» EXERCISE AIM:
Give back exactly the lines of the material below that start at the line containing "[mark] the calm" and end at the line containing "[mark] the dead", and no others.

» RECORDS TO PROCESS:

*** Begin section ***

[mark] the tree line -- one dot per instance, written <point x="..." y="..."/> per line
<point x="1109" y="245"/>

*** End section ***
*** Begin section ***

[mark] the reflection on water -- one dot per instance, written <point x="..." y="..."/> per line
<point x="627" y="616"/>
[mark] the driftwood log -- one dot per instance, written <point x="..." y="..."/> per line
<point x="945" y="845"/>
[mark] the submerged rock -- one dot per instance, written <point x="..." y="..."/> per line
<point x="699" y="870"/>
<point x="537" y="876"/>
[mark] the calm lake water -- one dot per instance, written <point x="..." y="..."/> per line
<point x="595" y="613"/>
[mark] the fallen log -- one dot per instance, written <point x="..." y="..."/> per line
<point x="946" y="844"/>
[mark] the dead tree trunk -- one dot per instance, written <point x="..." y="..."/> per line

*** End section ***

» SOLVED PROBLEM:
[mark] the calm lake water -- one dot per instance, written <point x="..." y="..."/> per line
<point x="595" y="613"/>
[mark] the fallen log -- one dot per instance, written <point x="..." y="..."/> per line
<point x="946" y="844"/>
[mark] the dead tree trunk -- one dot per instance, written <point x="..." y="..."/> per line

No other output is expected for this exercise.